**Source data:**
"""
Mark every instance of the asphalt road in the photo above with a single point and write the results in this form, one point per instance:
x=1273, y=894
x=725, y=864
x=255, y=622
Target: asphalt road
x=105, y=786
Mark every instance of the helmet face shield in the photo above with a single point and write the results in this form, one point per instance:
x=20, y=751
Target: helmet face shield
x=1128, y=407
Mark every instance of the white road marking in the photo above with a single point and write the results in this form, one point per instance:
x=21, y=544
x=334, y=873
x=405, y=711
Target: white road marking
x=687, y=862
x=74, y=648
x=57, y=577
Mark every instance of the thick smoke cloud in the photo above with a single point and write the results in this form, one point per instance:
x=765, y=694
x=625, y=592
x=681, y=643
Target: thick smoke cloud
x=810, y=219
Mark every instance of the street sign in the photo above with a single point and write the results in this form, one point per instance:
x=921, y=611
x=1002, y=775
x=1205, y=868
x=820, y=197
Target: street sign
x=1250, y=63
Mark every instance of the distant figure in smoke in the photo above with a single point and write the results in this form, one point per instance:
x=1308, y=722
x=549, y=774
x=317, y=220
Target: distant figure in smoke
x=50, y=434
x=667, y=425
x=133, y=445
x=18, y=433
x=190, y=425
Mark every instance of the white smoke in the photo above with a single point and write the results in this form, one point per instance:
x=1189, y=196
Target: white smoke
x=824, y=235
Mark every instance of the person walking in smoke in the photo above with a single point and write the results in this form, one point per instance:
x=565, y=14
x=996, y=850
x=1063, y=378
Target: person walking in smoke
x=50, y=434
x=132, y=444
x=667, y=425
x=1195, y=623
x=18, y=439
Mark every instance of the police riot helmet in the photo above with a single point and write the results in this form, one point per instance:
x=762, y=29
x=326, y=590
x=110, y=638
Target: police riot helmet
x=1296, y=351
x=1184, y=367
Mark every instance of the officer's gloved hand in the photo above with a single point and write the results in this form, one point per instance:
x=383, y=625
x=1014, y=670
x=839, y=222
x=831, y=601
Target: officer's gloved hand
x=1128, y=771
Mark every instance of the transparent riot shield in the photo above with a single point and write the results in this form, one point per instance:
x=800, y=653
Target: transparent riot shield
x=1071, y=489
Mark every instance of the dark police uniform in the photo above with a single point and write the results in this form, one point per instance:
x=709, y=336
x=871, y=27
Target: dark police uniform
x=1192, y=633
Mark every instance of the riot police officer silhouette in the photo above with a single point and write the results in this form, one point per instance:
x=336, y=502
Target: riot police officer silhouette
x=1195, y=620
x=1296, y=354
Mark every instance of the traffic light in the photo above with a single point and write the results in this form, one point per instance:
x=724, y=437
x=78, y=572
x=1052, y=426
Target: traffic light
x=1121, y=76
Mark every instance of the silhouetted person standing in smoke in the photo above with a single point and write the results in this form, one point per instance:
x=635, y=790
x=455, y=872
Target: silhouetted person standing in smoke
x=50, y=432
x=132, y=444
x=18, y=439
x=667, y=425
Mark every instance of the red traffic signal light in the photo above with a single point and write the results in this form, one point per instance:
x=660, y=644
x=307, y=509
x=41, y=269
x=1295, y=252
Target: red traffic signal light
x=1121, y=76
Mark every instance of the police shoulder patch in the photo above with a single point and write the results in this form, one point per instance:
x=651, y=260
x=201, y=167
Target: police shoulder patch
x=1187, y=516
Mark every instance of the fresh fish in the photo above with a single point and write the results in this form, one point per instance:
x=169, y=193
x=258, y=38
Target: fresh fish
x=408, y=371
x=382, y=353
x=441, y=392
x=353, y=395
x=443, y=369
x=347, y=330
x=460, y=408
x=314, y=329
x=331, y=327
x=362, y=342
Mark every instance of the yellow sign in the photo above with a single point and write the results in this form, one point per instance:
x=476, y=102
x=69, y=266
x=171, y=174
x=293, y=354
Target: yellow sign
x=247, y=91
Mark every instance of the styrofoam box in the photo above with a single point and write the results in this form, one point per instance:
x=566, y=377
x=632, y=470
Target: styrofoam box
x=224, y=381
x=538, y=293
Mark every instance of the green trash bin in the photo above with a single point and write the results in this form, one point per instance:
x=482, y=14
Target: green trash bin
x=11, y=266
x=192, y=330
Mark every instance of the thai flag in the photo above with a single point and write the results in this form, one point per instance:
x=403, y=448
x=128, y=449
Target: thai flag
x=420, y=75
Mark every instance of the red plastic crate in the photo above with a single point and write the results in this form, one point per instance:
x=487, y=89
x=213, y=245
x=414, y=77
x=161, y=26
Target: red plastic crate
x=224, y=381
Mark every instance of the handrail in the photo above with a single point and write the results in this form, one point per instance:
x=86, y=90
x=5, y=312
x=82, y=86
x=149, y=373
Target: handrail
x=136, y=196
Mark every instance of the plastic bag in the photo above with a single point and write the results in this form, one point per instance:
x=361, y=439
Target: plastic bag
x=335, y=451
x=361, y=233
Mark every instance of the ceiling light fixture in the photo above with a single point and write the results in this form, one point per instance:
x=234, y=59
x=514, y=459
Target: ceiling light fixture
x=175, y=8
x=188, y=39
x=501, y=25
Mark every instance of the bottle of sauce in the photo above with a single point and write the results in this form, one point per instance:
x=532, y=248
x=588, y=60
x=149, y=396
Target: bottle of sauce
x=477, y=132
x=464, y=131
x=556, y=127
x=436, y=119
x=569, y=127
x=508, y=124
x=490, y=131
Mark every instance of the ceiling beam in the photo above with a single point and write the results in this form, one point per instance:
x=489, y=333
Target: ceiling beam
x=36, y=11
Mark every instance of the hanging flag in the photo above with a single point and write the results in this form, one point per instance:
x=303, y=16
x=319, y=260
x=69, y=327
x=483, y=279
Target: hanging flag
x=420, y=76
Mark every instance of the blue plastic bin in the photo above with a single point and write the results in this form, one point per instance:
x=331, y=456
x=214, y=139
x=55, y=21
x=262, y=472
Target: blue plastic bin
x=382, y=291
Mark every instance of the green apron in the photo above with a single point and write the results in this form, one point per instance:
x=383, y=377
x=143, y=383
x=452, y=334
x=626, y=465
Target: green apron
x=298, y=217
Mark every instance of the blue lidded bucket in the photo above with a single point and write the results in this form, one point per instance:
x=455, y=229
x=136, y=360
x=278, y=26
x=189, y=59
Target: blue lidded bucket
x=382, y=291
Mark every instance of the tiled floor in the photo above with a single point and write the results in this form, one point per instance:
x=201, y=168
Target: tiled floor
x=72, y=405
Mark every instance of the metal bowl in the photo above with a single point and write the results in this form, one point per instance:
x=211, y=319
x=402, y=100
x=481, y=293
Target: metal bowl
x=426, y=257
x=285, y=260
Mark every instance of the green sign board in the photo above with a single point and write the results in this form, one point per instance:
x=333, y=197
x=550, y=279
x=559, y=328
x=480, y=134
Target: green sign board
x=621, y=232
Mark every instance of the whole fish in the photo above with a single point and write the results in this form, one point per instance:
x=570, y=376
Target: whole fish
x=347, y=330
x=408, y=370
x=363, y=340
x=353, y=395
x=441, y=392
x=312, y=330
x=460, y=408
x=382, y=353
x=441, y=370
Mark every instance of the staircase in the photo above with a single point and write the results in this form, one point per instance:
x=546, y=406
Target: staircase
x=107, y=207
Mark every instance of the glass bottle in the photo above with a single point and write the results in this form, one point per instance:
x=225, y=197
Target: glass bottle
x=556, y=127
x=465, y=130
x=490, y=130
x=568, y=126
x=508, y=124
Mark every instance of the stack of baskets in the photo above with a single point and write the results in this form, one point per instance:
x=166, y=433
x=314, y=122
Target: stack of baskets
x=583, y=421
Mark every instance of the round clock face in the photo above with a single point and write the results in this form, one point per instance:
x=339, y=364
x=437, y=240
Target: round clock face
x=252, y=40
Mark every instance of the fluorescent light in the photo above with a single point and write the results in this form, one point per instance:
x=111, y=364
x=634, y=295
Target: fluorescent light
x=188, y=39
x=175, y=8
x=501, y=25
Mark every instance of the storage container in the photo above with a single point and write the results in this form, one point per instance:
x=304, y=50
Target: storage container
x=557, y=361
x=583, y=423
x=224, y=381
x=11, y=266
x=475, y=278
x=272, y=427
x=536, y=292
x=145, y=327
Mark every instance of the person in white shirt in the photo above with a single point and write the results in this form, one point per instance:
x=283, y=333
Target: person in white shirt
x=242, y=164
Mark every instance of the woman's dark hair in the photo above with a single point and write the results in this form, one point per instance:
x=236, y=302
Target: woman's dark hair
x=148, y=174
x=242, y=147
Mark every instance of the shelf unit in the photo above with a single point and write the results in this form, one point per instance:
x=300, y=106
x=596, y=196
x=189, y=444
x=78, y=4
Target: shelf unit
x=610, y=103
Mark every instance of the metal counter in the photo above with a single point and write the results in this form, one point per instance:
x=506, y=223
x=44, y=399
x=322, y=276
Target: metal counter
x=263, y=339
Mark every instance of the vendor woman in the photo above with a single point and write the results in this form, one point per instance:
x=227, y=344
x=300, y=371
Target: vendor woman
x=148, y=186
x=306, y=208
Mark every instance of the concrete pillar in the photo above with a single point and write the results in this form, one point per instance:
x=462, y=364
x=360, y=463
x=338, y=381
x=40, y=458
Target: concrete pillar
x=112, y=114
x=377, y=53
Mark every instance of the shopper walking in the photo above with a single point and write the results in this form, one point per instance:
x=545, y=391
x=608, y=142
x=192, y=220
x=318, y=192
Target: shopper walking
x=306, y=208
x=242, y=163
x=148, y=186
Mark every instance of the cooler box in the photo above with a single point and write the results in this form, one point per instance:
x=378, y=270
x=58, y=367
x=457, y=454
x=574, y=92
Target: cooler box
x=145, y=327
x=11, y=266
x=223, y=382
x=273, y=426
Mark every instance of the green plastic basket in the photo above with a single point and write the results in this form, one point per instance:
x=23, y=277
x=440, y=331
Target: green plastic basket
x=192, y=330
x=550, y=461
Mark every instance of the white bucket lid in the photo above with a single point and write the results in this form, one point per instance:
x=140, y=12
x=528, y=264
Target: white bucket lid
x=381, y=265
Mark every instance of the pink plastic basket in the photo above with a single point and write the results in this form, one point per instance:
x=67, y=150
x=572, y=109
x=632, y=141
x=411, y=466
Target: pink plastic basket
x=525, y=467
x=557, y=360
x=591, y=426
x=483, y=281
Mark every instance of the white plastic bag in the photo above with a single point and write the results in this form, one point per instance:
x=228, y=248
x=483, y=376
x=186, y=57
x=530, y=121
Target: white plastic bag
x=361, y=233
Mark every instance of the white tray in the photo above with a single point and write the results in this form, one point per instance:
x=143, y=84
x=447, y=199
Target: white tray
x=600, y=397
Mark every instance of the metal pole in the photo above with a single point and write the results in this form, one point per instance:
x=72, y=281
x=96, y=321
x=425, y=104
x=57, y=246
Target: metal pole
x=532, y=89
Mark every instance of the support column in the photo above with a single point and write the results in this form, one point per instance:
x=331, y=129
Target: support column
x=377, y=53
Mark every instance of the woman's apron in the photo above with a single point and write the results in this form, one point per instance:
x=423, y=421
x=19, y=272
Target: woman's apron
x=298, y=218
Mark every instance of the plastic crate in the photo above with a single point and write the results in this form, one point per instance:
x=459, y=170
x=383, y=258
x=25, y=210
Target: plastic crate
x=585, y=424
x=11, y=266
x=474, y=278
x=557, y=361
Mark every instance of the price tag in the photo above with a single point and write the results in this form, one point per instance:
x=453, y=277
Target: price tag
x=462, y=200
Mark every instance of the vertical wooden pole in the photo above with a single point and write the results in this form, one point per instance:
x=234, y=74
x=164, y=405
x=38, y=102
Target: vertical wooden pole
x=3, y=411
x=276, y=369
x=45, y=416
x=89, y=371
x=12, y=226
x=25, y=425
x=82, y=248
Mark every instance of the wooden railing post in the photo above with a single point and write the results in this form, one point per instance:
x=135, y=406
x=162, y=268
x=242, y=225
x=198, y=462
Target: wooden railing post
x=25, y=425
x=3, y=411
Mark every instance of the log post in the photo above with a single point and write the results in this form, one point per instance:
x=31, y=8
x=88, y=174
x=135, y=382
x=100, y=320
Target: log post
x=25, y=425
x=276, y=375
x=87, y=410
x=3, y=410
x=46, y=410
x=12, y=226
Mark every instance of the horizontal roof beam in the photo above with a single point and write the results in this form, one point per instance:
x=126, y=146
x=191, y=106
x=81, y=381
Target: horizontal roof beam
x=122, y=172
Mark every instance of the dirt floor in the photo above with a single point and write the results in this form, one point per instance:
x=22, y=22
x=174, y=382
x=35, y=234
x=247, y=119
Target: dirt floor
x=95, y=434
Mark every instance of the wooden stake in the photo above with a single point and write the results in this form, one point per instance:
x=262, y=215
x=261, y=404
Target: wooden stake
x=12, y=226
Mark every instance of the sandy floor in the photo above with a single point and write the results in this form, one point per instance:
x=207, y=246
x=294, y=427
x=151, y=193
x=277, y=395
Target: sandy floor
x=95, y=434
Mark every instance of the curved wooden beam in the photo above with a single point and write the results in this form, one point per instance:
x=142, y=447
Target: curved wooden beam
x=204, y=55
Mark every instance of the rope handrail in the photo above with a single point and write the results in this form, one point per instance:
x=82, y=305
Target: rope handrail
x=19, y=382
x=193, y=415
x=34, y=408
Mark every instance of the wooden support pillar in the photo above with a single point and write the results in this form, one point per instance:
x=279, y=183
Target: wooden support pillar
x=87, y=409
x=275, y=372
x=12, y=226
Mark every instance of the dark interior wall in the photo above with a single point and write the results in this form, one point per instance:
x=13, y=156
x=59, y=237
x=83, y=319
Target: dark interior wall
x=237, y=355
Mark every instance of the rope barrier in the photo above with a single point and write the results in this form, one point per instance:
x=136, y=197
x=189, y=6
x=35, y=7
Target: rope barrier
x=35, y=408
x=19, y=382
"""
**Task to complete:**
Reproduce exactly the lines from the one with "Mark every instance of the dark interior" through the end of the entries above, both ends included.

**Full answer:**
Mark every instance of the dark interior wall in the photo above with a single point and write the results in this form, one point per instance:
x=13, y=156
x=59, y=237
x=83, y=319
Target: dark interior wall
x=237, y=355
Mark every instance of the rope barrier in the photo above with a single point and write the results in this form, one point per instance:
x=136, y=197
x=189, y=6
x=35, y=7
Target: rope barrier
x=35, y=408
x=19, y=382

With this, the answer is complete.